**STATED GOAL**
Answer these from the text on the song "Every Shade of Blue":
(a) Who directed the music video?
(b) What position did the song reach in Australia?
(c) Which label released the single?

**EXTRACTED TEXT**
Single by Bananarama

from the album Ultra Violet
- Released: 21 August 1995
- Genre: Eurodance; hi-NRG;
- Length: 4:01
- Label: Avex Trax
- Songwriters: Sara Dallin; Keren Woodward; Gary Miller;
- Producer: Gary Miller

Bananarama singles chronology
| "More, More, More" (1993) | "Every Shade of Blue" (1995) | "Take Me to Your Heart" (1995) |

Music video
- "Every Shade of Blue" on YouTube

= Every Shade of Blue =

"Every Shade of Blue" is a song by the English musical duo Bananarama, from their seventh album, Ultra Violet (1995). After appearing as a B-side in the promotional single "I Found Love", the song was officially released as lead single on 21 August 1995, by Avex Trax, only in Australia, Japan and dance radio station in US. Bananarama did not have a major-label contract at the time. The song is written by Sara Dallin and Keren Woodward of Bananarama with its producer, Gary Miller. The accompanying music video was directed by Roland Mouret.

==Background==
The sentiments and sound of the song are melancholic and diverge from the upbeat nature of the majority of their hits. "Every Shade of Blue" reached number 124 in Australia and number 41 on Billboards Hot Dance Singles Sales chart in the United States.

(Pointing dataset excerpts)
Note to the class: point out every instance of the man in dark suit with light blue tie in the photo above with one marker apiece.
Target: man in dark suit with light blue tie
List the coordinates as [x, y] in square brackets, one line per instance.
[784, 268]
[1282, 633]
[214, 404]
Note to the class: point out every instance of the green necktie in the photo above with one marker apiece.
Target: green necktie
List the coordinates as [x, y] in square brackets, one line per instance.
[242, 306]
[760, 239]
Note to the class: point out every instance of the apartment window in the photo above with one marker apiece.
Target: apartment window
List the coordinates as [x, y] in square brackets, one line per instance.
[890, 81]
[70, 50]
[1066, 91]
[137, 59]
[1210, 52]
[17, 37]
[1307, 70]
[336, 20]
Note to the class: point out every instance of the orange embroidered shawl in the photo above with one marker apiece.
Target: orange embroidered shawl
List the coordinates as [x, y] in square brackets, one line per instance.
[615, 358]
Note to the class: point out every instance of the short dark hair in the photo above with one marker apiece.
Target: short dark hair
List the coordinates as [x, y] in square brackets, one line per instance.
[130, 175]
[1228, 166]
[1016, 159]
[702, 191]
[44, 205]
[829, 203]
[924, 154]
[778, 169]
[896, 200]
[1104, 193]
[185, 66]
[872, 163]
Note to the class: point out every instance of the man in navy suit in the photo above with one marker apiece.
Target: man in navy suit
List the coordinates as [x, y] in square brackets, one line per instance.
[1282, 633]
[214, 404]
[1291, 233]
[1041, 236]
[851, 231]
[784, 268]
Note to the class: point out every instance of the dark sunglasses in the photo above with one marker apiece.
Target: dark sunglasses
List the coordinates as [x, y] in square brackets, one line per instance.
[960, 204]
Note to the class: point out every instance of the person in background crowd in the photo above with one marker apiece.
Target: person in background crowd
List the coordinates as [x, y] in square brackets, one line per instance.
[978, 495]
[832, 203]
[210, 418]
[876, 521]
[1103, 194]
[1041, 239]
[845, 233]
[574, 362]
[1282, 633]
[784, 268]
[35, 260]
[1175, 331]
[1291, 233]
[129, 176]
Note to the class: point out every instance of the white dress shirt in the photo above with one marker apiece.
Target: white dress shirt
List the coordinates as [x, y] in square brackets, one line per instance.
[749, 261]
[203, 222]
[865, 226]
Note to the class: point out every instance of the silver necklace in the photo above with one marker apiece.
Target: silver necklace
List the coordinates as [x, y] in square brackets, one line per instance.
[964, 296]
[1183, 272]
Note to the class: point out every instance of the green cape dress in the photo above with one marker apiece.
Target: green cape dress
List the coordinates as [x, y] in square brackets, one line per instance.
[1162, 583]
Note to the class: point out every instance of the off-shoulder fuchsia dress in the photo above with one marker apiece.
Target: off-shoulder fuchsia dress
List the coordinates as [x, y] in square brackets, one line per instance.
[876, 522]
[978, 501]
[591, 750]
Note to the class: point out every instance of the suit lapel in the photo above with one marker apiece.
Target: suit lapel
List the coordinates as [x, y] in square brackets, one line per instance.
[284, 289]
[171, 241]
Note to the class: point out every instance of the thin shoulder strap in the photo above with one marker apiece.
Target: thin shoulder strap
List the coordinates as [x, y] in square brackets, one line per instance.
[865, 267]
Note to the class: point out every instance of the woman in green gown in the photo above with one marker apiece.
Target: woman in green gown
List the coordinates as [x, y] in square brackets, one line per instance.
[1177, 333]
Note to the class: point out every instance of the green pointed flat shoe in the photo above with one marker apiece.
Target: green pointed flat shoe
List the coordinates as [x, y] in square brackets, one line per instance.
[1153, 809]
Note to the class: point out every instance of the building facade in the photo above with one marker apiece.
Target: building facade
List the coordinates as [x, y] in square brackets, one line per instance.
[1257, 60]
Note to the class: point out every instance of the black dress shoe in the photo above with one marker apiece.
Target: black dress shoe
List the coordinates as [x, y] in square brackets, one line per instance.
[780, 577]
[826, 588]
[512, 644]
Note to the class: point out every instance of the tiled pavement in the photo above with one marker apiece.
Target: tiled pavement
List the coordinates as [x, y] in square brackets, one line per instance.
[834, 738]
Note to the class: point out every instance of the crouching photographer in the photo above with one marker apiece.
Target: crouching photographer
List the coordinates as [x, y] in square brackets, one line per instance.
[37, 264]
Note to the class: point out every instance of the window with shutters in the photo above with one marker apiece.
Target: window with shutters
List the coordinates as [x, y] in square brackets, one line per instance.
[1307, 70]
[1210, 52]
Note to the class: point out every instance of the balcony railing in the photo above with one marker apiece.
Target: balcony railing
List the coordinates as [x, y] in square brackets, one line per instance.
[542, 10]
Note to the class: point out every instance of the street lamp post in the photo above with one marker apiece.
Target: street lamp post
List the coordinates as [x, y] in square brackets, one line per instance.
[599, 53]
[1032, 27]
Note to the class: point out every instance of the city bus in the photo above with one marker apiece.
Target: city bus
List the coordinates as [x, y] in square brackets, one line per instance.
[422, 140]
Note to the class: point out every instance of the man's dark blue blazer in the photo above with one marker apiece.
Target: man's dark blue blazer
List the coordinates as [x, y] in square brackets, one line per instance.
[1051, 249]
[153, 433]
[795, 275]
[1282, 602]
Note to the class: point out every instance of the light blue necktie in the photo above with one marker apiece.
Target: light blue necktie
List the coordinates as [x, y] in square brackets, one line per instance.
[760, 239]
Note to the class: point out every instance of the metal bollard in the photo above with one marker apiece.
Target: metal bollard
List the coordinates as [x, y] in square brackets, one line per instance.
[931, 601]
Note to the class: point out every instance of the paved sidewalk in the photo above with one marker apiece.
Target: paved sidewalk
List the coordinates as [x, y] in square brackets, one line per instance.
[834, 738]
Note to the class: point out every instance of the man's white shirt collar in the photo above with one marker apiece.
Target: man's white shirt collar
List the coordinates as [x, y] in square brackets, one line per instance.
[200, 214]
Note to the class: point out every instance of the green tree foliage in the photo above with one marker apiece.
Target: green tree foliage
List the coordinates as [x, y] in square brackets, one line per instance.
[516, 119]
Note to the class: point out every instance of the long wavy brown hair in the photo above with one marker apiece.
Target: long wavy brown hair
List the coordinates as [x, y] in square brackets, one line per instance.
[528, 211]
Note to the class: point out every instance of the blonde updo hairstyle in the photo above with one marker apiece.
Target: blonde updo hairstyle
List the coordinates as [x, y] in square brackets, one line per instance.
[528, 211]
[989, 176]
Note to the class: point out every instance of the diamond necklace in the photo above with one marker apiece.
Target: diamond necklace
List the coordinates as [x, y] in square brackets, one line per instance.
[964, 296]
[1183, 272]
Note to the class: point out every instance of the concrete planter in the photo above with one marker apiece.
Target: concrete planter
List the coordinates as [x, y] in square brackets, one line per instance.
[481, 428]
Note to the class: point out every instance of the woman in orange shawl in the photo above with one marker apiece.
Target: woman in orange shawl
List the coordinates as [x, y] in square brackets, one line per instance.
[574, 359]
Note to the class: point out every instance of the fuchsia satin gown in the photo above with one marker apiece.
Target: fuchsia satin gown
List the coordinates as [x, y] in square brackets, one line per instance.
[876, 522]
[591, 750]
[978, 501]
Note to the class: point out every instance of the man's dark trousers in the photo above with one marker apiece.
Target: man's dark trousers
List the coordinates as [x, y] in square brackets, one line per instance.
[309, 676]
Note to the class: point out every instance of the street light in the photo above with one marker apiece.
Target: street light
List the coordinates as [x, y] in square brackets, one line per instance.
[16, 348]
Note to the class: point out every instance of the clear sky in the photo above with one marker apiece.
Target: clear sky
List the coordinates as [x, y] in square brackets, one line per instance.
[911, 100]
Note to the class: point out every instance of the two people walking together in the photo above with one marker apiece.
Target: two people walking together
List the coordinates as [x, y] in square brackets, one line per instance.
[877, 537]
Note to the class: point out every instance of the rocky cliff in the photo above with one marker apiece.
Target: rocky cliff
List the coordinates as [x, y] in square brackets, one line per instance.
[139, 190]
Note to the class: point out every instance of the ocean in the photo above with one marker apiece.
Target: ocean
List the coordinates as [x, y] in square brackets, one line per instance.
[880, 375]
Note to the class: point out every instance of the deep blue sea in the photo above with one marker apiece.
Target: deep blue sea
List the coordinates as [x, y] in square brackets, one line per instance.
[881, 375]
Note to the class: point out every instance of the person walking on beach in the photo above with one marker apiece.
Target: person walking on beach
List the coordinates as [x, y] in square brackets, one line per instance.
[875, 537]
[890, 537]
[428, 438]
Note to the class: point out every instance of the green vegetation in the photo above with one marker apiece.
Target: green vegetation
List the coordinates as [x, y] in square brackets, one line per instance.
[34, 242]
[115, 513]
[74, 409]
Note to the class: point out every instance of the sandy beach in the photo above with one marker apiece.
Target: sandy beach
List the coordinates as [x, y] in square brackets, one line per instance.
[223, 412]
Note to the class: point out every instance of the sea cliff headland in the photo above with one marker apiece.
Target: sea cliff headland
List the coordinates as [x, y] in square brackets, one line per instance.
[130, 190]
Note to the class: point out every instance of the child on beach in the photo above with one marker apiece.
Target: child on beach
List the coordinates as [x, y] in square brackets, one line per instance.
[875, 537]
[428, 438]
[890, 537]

**WRITTEN SOLUTION**
(a) Roland Mouret
(b) Number 124
(c) Avex Trax